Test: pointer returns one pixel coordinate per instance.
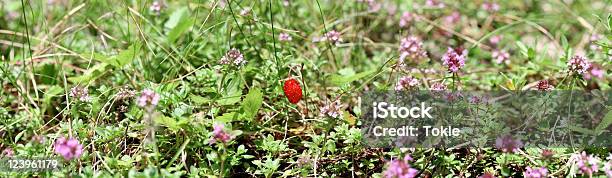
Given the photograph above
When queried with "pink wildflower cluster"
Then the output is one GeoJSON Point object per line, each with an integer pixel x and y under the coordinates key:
{"type": "Point", "coordinates": [535, 172]}
{"type": "Point", "coordinates": [494, 40]}
{"type": "Point", "coordinates": [400, 168]}
{"type": "Point", "coordinates": [501, 56]}
{"type": "Point", "coordinates": [406, 82]}
{"type": "Point", "coordinates": [156, 7]}
{"type": "Point", "coordinates": [219, 134]}
{"type": "Point", "coordinates": [490, 6]}
{"type": "Point", "coordinates": [424, 71]}
{"type": "Point", "coordinates": [373, 5]}
{"type": "Point", "coordinates": [233, 56]}
{"type": "Point", "coordinates": [411, 47]}
{"type": "Point", "coordinates": [148, 98]}
{"type": "Point", "coordinates": [435, 4]}
{"type": "Point", "coordinates": [68, 148]}
{"type": "Point", "coordinates": [7, 152]}
{"type": "Point", "coordinates": [607, 166]}
{"type": "Point", "coordinates": [438, 86]}
{"type": "Point", "coordinates": [332, 109]}
{"type": "Point", "coordinates": [487, 175]}
{"type": "Point", "coordinates": [333, 37]}
{"type": "Point", "coordinates": [594, 38]}
{"type": "Point", "coordinates": [587, 164]}
{"type": "Point", "coordinates": [454, 59]}
{"type": "Point", "coordinates": [284, 37]}
{"type": "Point", "coordinates": [406, 19]}
{"type": "Point", "coordinates": [594, 71]}
{"type": "Point", "coordinates": [508, 144]}
{"type": "Point", "coordinates": [579, 64]}
{"type": "Point", "coordinates": [81, 93]}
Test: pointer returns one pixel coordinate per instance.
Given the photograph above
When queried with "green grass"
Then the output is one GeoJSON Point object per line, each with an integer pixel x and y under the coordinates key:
{"type": "Point", "coordinates": [114, 48]}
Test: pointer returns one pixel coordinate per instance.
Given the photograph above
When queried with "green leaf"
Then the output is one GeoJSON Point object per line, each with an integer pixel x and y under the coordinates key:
{"type": "Point", "coordinates": [605, 123]}
{"type": "Point", "coordinates": [227, 117]}
{"type": "Point", "coordinates": [168, 122]}
{"type": "Point", "coordinates": [52, 92]}
{"type": "Point", "coordinates": [90, 74]}
{"type": "Point", "coordinates": [127, 56]}
{"type": "Point", "coordinates": [179, 29]}
{"type": "Point", "coordinates": [339, 80]}
{"type": "Point", "coordinates": [232, 92]}
{"type": "Point", "coordinates": [175, 18]}
{"type": "Point", "coordinates": [252, 102]}
{"type": "Point", "coordinates": [124, 57]}
{"type": "Point", "coordinates": [582, 130]}
{"type": "Point", "coordinates": [564, 42]}
{"type": "Point", "coordinates": [199, 99]}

---

WHAT YOU NEED TO DO
Each record above must be retyped exactly. Omit the pictures.

OUTPUT BELOW
Test: pointer returns one pixel coordinate per instance.
Given the photograph above
When queried with "pink wildflower cluster"
Then the output is one GeoJSON Point object per line, each with an integer pixel x and y under the coordinates key:
{"type": "Point", "coordinates": [535, 172]}
{"type": "Point", "coordinates": [494, 40]}
{"type": "Point", "coordinates": [400, 168]}
{"type": "Point", "coordinates": [501, 56]}
{"type": "Point", "coordinates": [406, 82]}
{"type": "Point", "coordinates": [156, 7]}
{"type": "Point", "coordinates": [219, 134]}
{"type": "Point", "coordinates": [490, 6]}
{"type": "Point", "coordinates": [424, 71]}
{"type": "Point", "coordinates": [373, 5]}
{"type": "Point", "coordinates": [233, 56]}
{"type": "Point", "coordinates": [411, 47]}
{"type": "Point", "coordinates": [148, 98]}
{"type": "Point", "coordinates": [435, 4]}
{"type": "Point", "coordinates": [68, 148]}
{"type": "Point", "coordinates": [7, 152]}
{"type": "Point", "coordinates": [607, 166]}
{"type": "Point", "coordinates": [438, 86]}
{"type": "Point", "coordinates": [332, 109]}
{"type": "Point", "coordinates": [487, 175]}
{"type": "Point", "coordinates": [333, 37]}
{"type": "Point", "coordinates": [594, 38]}
{"type": "Point", "coordinates": [587, 164]}
{"type": "Point", "coordinates": [454, 59]}
{"type": "Point", "coordinates": [284, 37]}
{"type": "Point", "coordinates": [406, 19]}
{"type": "Point", "coordinates": [594, 71]}
{"type": "Point", "coordinates": [508, 144]}
{"type": "Point", "coordinates": [579, 64]}
{"type": "Point", "coordinates": [81, 93]}
Test: pointer returns one pixel coordinate per instance.
Given the photograph above
When queried with "green grass"
Then the output is one GeoJSON Point object per line, each with an integer pixel x and y under the coordinates key:
{"type": "Point", "coordinates": [114, 48]}
Test: pointer returns one pixel coordinate per instance.
Given the photograph above
When queried with "green leaf"
Then the output is one GeoJSON Point object per line, each with an integer pixel x and y under the coordinates key:
{"type": "Point", "coordinates": [605, 123]}
{"type": "Point", "coordinates": [227, 117]}
{"type": "Point", "coordinates": [168, 122]}
{"type": "Point", "coordinates": [52, 92]}
{"type": "Point", "coordinates": [90, 74]}
{"type": "Point", "coordinates": [127, 56]}
{"type": "Point", "coordinates": [179, 29]}
{"type": "Point", "coordinates": [339, 80]}
{"type": "Point", "coordinates": [232, 92]}
{"type": "Point", "coordinates": [175, 18]}
{"type": "Point", "coordinates": [252, 102]}
{"type": "Point", "coordinates": [124, 57]}
{"type": "Point", "coordinates": [582, 130]}
{"type": "Point", "coordinates": [564, 42]}
{"type": "Point", "coordinates": [199, 99]}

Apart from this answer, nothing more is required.